Point-based annotation listing

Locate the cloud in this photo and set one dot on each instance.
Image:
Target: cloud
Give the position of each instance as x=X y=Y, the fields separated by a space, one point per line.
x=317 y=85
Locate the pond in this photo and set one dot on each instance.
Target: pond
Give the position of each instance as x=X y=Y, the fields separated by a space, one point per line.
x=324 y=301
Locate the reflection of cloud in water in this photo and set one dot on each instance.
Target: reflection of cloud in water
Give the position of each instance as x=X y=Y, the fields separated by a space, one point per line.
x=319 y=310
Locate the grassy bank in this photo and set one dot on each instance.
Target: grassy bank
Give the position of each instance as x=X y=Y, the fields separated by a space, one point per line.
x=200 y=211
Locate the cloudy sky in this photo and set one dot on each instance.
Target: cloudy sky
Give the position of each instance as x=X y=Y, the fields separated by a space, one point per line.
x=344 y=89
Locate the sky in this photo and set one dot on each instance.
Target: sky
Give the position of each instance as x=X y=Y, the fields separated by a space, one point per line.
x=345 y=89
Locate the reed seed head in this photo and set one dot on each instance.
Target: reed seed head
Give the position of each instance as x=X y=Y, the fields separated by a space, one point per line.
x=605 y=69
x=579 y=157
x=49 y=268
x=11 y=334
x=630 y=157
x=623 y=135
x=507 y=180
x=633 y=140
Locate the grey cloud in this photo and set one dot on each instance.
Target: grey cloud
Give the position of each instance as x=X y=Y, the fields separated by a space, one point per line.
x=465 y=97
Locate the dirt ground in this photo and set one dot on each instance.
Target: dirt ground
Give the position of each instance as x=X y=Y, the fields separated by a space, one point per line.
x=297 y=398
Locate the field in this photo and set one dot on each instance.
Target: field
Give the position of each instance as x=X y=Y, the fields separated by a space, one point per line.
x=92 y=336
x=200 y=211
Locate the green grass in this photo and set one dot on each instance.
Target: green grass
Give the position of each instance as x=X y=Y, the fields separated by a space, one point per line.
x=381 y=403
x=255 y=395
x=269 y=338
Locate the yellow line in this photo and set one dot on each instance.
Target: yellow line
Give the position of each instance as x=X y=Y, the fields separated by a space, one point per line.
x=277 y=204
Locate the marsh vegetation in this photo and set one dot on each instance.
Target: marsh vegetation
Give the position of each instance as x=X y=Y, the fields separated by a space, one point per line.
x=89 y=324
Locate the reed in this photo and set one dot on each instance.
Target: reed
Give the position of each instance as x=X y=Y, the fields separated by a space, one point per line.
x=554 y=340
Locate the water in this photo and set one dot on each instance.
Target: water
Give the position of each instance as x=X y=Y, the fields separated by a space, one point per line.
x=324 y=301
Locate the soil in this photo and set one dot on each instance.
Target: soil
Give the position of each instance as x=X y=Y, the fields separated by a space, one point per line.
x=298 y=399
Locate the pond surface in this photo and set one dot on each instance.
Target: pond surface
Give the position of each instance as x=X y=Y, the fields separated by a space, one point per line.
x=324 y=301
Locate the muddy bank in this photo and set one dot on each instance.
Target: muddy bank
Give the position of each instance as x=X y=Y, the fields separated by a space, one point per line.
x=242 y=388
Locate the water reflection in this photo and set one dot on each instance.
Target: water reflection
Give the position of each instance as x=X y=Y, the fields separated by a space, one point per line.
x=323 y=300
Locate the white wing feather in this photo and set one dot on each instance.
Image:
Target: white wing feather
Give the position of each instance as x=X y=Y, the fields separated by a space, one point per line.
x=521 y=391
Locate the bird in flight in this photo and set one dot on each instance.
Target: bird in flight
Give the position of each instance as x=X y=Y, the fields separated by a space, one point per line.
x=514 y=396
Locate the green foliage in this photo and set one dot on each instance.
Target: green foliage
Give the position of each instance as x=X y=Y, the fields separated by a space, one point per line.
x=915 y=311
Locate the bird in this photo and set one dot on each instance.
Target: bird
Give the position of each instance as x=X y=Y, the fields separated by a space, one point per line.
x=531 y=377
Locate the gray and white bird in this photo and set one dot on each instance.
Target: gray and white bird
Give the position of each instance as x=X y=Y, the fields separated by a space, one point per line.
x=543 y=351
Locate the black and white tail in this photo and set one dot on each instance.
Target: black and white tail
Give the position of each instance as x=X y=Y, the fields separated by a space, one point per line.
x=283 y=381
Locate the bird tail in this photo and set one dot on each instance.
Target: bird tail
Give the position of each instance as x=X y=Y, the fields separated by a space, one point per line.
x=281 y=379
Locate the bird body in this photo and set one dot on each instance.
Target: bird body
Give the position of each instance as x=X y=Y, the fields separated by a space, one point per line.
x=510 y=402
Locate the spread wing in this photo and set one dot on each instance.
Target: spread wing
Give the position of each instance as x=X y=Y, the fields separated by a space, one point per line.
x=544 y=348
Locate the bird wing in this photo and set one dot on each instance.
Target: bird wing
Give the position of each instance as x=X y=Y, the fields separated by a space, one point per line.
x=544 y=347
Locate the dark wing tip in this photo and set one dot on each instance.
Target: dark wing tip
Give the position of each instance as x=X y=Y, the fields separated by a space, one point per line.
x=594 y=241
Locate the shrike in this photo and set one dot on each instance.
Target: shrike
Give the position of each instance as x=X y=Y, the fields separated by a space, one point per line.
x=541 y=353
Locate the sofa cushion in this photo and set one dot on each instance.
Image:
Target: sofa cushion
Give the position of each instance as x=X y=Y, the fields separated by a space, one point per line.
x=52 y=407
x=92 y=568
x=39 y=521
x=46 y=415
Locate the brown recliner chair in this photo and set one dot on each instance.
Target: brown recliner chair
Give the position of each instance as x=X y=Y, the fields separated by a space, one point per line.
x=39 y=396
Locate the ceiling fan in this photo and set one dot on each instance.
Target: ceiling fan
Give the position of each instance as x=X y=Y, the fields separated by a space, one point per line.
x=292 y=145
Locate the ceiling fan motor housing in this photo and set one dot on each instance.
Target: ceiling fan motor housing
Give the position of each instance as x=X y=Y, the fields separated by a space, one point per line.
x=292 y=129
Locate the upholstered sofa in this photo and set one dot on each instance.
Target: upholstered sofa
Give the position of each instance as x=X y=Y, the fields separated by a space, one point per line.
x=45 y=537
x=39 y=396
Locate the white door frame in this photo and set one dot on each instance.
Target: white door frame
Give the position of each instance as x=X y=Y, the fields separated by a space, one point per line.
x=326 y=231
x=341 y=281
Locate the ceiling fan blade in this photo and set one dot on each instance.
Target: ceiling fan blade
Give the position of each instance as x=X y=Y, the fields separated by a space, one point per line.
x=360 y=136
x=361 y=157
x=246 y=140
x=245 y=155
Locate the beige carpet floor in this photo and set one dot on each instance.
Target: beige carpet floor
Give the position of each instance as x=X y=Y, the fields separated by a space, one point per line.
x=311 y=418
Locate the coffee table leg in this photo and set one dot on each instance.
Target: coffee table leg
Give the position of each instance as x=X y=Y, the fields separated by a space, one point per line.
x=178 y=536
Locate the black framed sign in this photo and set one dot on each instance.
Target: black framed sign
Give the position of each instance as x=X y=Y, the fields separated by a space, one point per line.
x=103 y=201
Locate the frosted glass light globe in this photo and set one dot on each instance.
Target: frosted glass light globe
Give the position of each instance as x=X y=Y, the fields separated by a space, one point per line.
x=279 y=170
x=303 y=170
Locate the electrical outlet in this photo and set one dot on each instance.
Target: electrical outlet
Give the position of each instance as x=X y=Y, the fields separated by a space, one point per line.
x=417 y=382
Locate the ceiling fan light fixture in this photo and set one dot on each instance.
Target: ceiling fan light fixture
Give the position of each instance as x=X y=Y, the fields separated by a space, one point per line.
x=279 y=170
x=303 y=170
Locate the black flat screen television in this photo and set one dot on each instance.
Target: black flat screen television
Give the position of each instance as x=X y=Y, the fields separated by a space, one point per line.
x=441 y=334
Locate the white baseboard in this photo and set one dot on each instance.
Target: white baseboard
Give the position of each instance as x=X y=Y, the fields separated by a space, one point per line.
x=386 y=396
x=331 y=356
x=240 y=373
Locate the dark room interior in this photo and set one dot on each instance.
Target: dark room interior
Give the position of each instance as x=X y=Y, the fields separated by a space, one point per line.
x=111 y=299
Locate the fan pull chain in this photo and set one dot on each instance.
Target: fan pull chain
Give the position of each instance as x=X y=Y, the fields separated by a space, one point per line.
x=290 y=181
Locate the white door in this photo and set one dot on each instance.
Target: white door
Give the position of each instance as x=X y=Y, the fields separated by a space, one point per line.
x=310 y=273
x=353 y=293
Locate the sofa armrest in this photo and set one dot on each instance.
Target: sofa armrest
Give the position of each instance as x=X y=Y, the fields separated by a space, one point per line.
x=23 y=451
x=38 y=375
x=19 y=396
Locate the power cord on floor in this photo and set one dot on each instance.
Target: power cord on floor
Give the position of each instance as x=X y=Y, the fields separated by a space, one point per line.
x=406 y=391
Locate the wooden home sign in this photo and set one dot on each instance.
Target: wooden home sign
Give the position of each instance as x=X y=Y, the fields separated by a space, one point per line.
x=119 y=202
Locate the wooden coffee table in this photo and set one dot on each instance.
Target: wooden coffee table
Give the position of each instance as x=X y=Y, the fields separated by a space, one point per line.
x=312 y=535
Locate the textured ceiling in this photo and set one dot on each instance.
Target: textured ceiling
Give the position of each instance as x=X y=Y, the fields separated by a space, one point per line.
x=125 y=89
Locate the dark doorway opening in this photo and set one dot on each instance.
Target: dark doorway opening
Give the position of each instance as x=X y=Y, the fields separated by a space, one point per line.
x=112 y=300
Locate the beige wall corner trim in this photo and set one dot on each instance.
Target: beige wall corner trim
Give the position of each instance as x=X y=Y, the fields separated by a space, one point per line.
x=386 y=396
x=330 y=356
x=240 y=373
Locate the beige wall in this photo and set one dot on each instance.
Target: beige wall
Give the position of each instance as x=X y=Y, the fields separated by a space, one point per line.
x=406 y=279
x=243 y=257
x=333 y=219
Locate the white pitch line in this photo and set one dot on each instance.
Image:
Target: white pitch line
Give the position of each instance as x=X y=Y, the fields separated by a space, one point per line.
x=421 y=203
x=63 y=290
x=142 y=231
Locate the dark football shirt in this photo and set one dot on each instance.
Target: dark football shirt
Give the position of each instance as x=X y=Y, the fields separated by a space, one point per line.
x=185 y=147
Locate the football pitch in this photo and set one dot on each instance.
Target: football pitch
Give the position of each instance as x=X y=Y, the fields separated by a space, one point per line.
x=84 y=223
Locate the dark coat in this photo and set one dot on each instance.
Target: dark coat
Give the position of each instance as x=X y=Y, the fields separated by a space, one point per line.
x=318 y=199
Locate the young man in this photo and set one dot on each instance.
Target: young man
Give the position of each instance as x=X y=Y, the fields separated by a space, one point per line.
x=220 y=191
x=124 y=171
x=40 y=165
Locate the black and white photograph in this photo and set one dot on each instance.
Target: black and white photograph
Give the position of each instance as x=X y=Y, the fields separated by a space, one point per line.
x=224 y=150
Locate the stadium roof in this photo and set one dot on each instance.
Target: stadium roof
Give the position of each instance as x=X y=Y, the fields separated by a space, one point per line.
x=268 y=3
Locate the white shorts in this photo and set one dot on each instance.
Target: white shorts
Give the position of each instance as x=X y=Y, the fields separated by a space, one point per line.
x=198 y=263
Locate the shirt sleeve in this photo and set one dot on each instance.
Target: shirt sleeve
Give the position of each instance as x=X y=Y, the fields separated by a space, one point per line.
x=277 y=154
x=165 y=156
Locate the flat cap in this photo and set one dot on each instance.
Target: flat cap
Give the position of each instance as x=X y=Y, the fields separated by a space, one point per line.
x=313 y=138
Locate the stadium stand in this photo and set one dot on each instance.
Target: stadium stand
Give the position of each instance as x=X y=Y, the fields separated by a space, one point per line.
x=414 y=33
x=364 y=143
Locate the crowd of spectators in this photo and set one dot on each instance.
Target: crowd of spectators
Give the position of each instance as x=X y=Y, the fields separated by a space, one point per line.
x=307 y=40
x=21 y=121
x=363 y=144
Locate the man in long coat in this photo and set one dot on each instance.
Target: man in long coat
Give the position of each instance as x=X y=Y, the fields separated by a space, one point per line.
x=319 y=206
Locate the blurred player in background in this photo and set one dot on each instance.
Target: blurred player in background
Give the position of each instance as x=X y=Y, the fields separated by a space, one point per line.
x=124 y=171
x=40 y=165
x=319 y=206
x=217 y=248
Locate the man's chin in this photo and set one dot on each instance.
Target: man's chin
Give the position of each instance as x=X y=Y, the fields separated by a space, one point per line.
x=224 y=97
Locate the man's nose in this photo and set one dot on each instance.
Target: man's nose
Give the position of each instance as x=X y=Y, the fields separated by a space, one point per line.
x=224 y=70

#### [Instruction]
Rewrite the lines of the listing starting with the line with "Locate the wooden coffee" and going on through the line with "x=312 y=535", substituting "oak" for "wooden" and leaving everything else unchanged.

#### [The completed task]
Locate the oak coffee table in this photo and set one dot on each instance.
Target: oak coffee table
Give the position of each instance as x=X y=Y, the fields separated by a space, one point per line.
x=312 y=535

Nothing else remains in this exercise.